* **Given exercise**: Locate every line in the material below that contains the string "with", treating uppercase and lowercase as different, and copy each of those lines in full.

* **Excerpted data**:
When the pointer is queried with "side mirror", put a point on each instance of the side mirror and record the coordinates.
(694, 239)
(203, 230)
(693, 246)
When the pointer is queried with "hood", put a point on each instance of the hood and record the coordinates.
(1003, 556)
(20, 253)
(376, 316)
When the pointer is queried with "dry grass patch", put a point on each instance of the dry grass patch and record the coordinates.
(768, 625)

--

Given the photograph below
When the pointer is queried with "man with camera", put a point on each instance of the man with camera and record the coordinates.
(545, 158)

---

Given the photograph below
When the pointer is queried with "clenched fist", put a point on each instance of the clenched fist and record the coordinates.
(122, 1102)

* **Response**:
When the pointer is queried with "side mirror", put a point on each instance of the side mirror and record the coordinates.
When the pointer is queried with "hood", put a point on each instance of the hood and record the coordinates.
When the pointer is queried with "dry grass patch", put a point on each instance of the dry grass patch and record the coordinates.
When the pointer is queried with "man with camera", put a point on each instance of the man with camera and record the coordinates.
When the pointer is queried with "clenched fist", put a point on each instance of the clenched fist and record the coordinates.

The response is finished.